PROBLEM SET -
A. In the article on AI agents and production systems, what happens when the same prompt is run twice?
B. List every example of "random production decisions" that the article on AI agents and production systems gives.

EXTRACT -
AI Agents Write Features, Not Production Systems

Prompt an AI agent to build a FastAPI application. You will get endpoints, models, and business logic. You will not get a production system.

Even the most detailed prompt, one that specifies middleware ordering, JWT validation modes, structured logging, container hardening, and health check separation, will produce inconsistent results. LLMs are not deterministic. Run the same prompt twice and you get two different implementations. The functional requirements, the endpoints that make your app do what it does, will be reasonably close each time. The non-functional requirements, the production concerns that determine whether your app survives real traffic, will be different every run. Sometimes dangerously so.

This is the gap that most AI-assisted development ignores. Developers care about time to market. They prompt for features and accept whatever infrastructure the model happens to generate. The result is functional code sitting on top of random production decisions: middleware in the wrong order, health checks that conflate readiness with liveness, Docker images running as root, rate limiters trusting spoofed headers.

INFORMATION SHOWN -

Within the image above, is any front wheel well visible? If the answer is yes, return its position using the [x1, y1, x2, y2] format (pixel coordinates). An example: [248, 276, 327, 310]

ANSWERS TO THE TASKS -
A. You get two different implementations.

B.
- Middleware in the wrong order
- Health checks that conflate readiness with liveness
- Docker images running as root
- Rate limiters trusting spoofed headers